**DOCUMENT PASSAGE**
──────────

Overall Hawkins’ recovery efficiency from the gas-drive mechanism is about 87% in the gas-swept areas or > 20% better than estimated for the waterdrive process. Overall reservoir performance resulting from immiscible gas injection is considered excellent.

Prudhoe Bay Field (North Slope, Alaska).[13][27][38][54][58] The Prudhoe Bay field, the largest oil and gas field in North America, was discovered in 1968. The main Permo-Triassic reservoir is a thick deltaic high-quality sandstone deposit about 500 ft thick with porosities of 15 to 30% BV and permeabilities ranging from 50 to 3,000 md. The field contains > 20 × 109 bbl of oil overlain by a 35-Tcf gas cap. The reservoir, a monocline structure dipping 1 to 2° to the south and southwest, is bounded on the north by major faults and on the east by a major lower Cretaceous truncation. The oil averages 27.6°API gravity and has an original solution GOR of about 735 scf/STB. Under much of the oil column area, there is a 20- to 60-ft-thick tar mat located above the OWC.

Because of its remote location, first production did not begin until 1977 after an oil pipeline across Alaska to the southern port of Valdez was built and extensive oilfield facilities were installed. The initial facilities had a gas-handling capacity of about 2 Bcf/D to separate and compress the produced gas for reinjection into the updip gas cap. For the regulated oil production rate of 1.2 × 106 BOPD, this was sufficient for more than the first decade of field operations. As of 2004, no gas pipeline has been built from the North Slope of Alaska.

Immiscible gas/oil displacement has been the production mechanism at work over much of the Prudhoe Bay oil column (Fig. 12.10), and waterflooding and miscible WAG processes have been used in the very downdip portions of the oil column. More recently, horizontal wells are being used nearer the GOC to exploit the thin oil columns that cannot be drained with existing wells. During the first decade of operations, the original gas cap had expanded to drape over much of the oil column area, but the producing GOR was kept low by perforating the production wells as far as possible, both vertically and laterally, from the gas cap. By the mid-1980s the engineers determined that maintaining the oil production rate depended on expanding the field’s gas-handling capacity. Two major projects were undertaken. First, a central gas facility was constructed to strip the produced gas of many of the hydrocarbon components for sale as blendable NGLs and for use as miscible injectant. This project also increased the field gas handling capacity to 3.3 Bcf/D. The second project was a sequence of gashandling facility expansions that increased overall capacity to > 7.5 Bcf/D.

──────────

**EXERCISES**
- A) In the passage on the Prudhoe Bay field, what gas-handling capacity did the initial facilities have?
- B) Carry the passage on the Prudhoe Bay field forward from its last sentence.

Object point labels
──────────

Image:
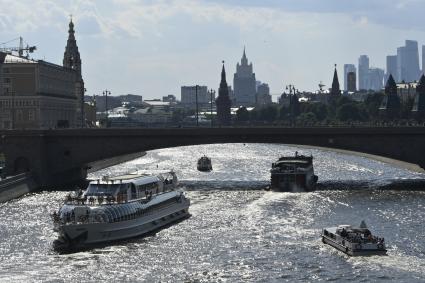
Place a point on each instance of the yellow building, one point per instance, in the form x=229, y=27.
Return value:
x=41, y=95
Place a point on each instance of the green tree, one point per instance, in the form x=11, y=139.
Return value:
x=283, y=113
x=351, y=112
x=268, y=113
x=372, y=103
x=307, y=118
x=242, y=114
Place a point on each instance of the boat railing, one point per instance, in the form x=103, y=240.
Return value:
x=69, y=218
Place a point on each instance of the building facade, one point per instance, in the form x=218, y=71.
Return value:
x=36, y=94
x=41, y=95
x=72, y=60
x=188, y=96
x=244, y=83
x=363, y=72
x=263, y=95
x=375, y=79
x=423, y=59
x=348, y=68
x=351, y=81
x=223, y=103
x=408, y=62
x=391, y=67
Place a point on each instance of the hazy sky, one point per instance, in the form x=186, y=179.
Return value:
x=152, y=47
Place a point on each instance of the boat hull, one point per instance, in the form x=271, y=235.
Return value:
x=352, y=252
x=300, y=183
x=80, y=235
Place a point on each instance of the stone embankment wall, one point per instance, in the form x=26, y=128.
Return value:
x=16, y=186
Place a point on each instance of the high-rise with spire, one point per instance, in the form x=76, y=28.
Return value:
x=335, y=91
x=244, y=83
x=223, y=102
x=72, y=60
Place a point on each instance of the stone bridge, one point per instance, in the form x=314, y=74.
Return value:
x=59, y=157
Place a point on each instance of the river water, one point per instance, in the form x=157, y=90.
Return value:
x=238, y=232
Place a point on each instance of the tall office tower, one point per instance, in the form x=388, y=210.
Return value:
x=223, y=102
x=244, y=83
x=423, y=59
x=408, y=62
x=348, y=68
x=351, y=81
x=391, y=66
x=335, y=90
x=363, y=72
x=376, y=79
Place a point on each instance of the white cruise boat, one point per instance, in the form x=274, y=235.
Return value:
x=354, y=240
x=118, y=208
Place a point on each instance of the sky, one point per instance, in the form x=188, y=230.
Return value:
x=152, y=48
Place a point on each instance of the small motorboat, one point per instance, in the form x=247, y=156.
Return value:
x=354, y=241
x=293, y=174
x=204, y=164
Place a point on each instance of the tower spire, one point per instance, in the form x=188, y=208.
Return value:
x=223, y=82
x=71, y=57
x=335, y=84
x=223, y=102
x=244, y=60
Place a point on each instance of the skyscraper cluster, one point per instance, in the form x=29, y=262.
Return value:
x=405, y=65
x=369, y=78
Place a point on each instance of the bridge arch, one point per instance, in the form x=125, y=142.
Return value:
x=21, y=165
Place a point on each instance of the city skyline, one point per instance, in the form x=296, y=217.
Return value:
x=125, y=46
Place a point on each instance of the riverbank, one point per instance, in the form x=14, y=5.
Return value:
x=16, y=186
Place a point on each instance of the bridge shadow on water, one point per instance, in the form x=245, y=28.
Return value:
x=328, y=185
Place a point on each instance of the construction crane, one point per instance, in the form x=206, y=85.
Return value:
x=20, y=49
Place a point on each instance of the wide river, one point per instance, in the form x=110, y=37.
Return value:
x=238, y=232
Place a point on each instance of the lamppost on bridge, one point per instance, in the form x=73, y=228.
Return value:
x=106, y=93
x=212, y=92
x=197, y=111
x=83, y=120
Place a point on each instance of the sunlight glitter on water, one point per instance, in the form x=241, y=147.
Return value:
x=238, y=232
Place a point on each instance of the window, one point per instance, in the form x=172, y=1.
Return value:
x=31, y=115
x=19, y=115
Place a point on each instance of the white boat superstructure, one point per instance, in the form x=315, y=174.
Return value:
x=354, y=241
x=118, y=208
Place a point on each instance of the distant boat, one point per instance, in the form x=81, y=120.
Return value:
x=354, y=241
x=204, y=164
x=293, y=173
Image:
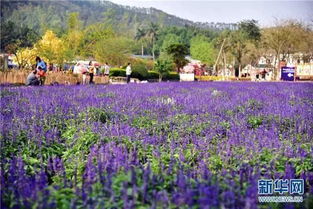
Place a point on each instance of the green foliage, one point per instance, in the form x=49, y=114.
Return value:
x=202, y=49
x=251, y=28
x=113, y=50
x=169, y=40
x=14, y=36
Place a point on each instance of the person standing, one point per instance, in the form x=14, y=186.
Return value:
x=42, y=69
x=32, y=78
x=128, y=72
x=91, y=72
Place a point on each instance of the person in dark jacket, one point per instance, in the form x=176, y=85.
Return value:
x=32, y=79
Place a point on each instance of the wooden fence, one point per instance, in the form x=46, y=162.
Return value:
x=19, y=77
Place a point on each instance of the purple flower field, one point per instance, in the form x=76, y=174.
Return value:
x=160, y=145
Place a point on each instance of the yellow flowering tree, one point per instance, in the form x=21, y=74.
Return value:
x=25, y=57
x=51, y=48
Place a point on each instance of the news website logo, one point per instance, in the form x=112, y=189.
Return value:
x=280, y=190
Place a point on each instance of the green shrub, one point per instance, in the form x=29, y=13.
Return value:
x=117, y=72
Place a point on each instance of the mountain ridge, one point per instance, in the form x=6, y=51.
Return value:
x=53, y=14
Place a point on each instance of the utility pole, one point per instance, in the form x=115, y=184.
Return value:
x=218, y=56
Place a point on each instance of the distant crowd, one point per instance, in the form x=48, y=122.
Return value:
x=38, y=76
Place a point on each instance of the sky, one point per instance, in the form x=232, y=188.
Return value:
x=266, y=12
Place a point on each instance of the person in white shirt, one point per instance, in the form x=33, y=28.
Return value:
x=128, y=72
x=106, y=69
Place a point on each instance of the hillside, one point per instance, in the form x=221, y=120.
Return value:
x=40, y=15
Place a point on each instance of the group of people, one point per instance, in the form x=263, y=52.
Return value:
x=38, y=75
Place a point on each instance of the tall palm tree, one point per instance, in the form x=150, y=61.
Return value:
x=152, y=32
x=141, y=34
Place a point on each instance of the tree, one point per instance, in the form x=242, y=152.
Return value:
x=152, y=32
x=25, y=57
x=178, y=53
x=113, y=50
x=251, y=28
x=73, y=38
x=202, y=49
x=94, y=34
x=284, y=39
x=169, y=40
x=51, y=48
x=15, y=36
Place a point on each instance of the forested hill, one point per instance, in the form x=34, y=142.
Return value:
x=40, y=15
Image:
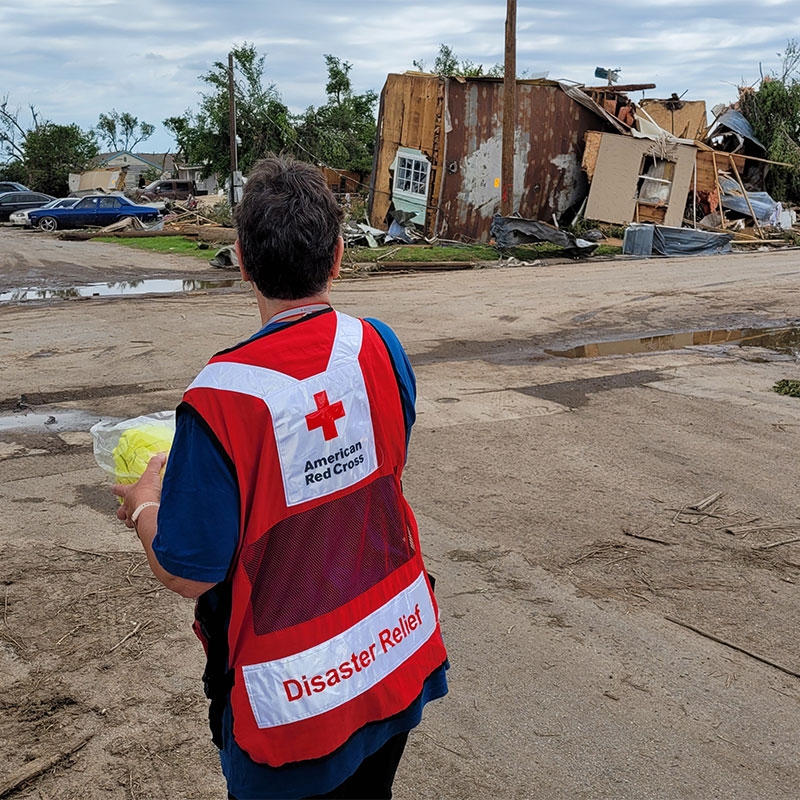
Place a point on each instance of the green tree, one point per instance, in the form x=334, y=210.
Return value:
x=42, y=154
x=340, y=133
x=262, y=120
x=122, y=131
x=53, y=151
x=773, y=111
x=447, y=64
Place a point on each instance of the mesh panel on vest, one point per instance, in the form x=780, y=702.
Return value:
x=315, y=561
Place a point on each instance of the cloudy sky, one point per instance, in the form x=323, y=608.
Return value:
x=73, y=59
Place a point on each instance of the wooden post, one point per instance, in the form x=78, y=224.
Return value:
x=232, y=129
x=744, y=192
x=719, y=189
x=509, y=111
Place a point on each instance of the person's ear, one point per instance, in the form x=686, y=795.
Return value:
x=242, y=270
x=338, y=252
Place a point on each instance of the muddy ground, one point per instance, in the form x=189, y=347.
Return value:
x=610, y=635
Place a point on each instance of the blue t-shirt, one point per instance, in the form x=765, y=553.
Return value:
x=198, y=532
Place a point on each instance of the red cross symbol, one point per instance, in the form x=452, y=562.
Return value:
x=325, y=416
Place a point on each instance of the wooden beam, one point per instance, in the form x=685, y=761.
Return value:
x=631, y=87
x=509, y=111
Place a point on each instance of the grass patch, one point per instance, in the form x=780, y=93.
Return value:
x=417, y=253
x=180, y=245
x=787, y=386
x=460, y=253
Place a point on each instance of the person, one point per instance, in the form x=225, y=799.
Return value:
x=282, y=512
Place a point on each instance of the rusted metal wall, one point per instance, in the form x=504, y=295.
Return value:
x=549, y=139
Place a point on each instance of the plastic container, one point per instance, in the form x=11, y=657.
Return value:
x=124, y=449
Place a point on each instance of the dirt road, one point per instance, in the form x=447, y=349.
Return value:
x=584, y=586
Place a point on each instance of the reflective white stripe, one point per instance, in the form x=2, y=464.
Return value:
x=319, y=453
x=228, y=376
x=326, y=676
x=347, y=343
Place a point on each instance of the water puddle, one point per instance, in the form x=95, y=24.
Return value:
x=781, y=340
x=115, y=289
x=58, y=421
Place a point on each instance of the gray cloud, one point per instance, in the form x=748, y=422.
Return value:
x=74, y=59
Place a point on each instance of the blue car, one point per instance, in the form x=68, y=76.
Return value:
x=95, y=210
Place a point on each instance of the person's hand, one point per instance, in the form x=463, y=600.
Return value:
x=146, y=489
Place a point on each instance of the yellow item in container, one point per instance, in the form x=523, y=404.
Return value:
x=125, y=448
x=135, y=449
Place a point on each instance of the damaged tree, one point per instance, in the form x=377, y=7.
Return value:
x=773, y=111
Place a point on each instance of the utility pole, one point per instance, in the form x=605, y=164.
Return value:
x=232, y=131
x=509, y=111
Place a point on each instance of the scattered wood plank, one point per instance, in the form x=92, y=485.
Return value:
x=141, y=626
x=645, y=538
x=743, y=530
x=707, y=502
x=736, y=647
x=422, y=266
x=36, y=767
x=776, y=544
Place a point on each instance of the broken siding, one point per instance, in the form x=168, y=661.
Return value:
x=548, y=143
x=407, y=118
x=613, y=193
x=685, y=119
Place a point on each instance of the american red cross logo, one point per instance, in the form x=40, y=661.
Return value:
x=325, y=416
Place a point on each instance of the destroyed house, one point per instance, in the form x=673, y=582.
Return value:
x=439, y=145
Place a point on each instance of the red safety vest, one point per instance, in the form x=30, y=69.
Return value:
x=333, y=623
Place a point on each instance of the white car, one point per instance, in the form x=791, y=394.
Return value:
x=21, y=217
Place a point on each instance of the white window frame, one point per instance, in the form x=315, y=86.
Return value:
x=408, y=179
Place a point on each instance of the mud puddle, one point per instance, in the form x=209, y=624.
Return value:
x=784, y=340
x=57, y=421
x=115, y=289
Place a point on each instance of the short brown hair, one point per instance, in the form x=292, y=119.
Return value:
x=288, y=223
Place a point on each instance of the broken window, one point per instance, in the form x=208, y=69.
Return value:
x=655, y=181
x=411, y=175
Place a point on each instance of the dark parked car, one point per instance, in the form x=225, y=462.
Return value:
x=99, y=210
x=12, y=186
x=19, y=201
x=169, y=190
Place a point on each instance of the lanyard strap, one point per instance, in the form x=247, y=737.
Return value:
x=299, y=311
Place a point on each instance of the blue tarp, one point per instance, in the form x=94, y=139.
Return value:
x=645, y=239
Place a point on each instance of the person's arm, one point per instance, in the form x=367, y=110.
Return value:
x=191, y=538
x=148, y=490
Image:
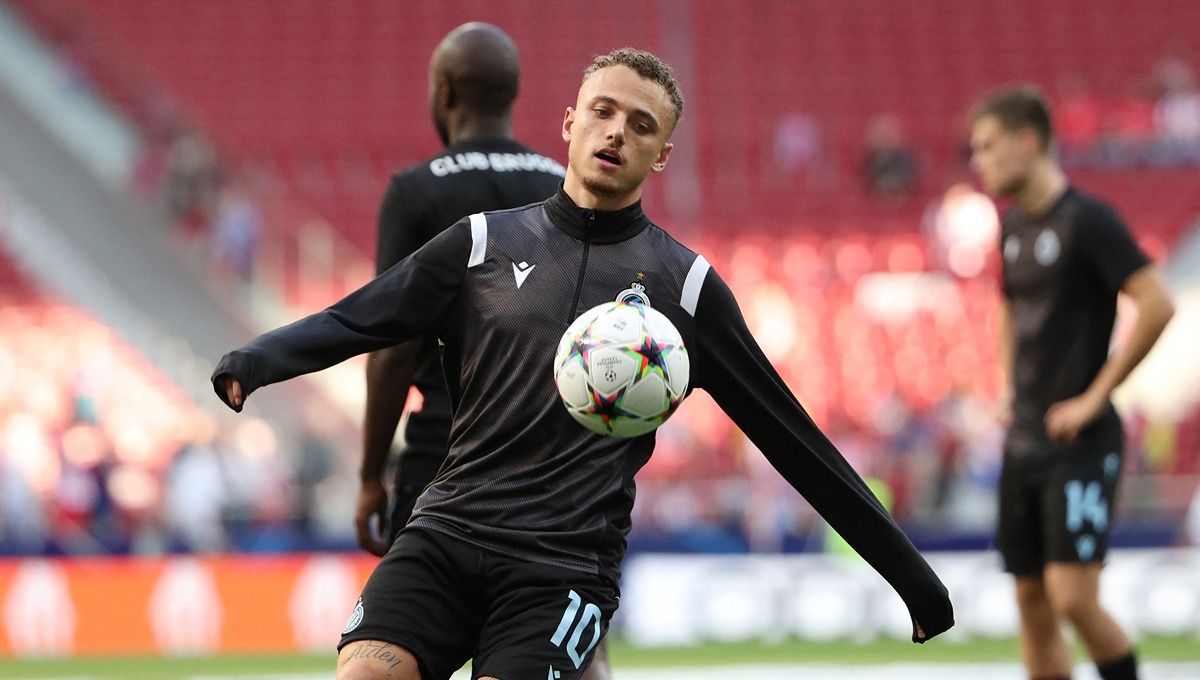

──────────

**PER-TASK OUTPUTS**
- A) About 2 Bcf/D.

- B)
The reinjection of residue gas served two purposes. First, it maintained reservoir pressure, which helped increase oil recovery; the reservoir pressure declined only by ≈1,000 psi (from 4,300 to 3,300 psi) during the production of the first 10 × 109 bbl of oil. Second, the very lean residue gas has vaporized large amounts of hydrocarbon components from the relict oil saturation in the original gas cap[44] and from the remaining oil behind the gas/oil front. Simulations showed that the vaporization mechanism would contribute recovery of an additional 4 to 6 STB/MMcf of additional gas produced.[13] During the past 15 years, the average API gravity of the marketed Prudhoe Bay hydrocarbon liquids has increased by > 5°API.

Haldorsen et al.[58] have studied the efficiency of the Prudhoe Bay gravity drainage mechanism by means of laboratory experiments and field cased-hole log evaluations. They concluded, "The ‘most likely’ displacement efficiency, through the stochastic approach, was 68 percent after three years and 76 percent after 30 years of gravity drainage."

The ultimate Prudhoe Bay oil recovery has increased from initial estimates of 9.6 to 13 × 109 bbl oil, much of which is related to exploiting the immiscible gas/oil gravity drainage and oil stripping mechanisms. This has been accomplished by massive expansions of the gas handling facilities and extraction of the maximum volume of blendable NGLs from the produced gas stream. Application of the immiscible gas processes at Prudhoe Bay has been aided by the lack of alternative uses or markets for the produced gas.

Empire Abo Field (New Mexico).[26][39] Another example of the application of the immiscible gas/oil gravity drainage process is found at the Empire Abo field. This field covers ≈11,000 acres (12.5 miles long by 1.5 miles wide) and contains approximately 380 million STB of OOIP. This reservoir is a dolomitized reef structure (Fig. 12.19) with a dip angle of 10 to 20° from the crest toward the fore reef. The oil column is approximately 900 ft thick, but the average net pay is only 151 ft thick. The pore system of this reservoir is a network of vugs, fractures, and fissures because the primary pore system has been so altered by dolomitization; the average log-calculated porosity was 6.4% BV. Numerical simulations of field performance and routine core analysis data have indicated that the horizontal and vertical permeabilities are about equal. The Empire Abo field has a small initial gas cap (< 1% of the hydrocarbon PV), so the oil was gas saturated at the original reservoir pressure of 2,360 psia. The oil gravity was 43°API, and viscosity at reservoir conditions was approximately 0.4 cp.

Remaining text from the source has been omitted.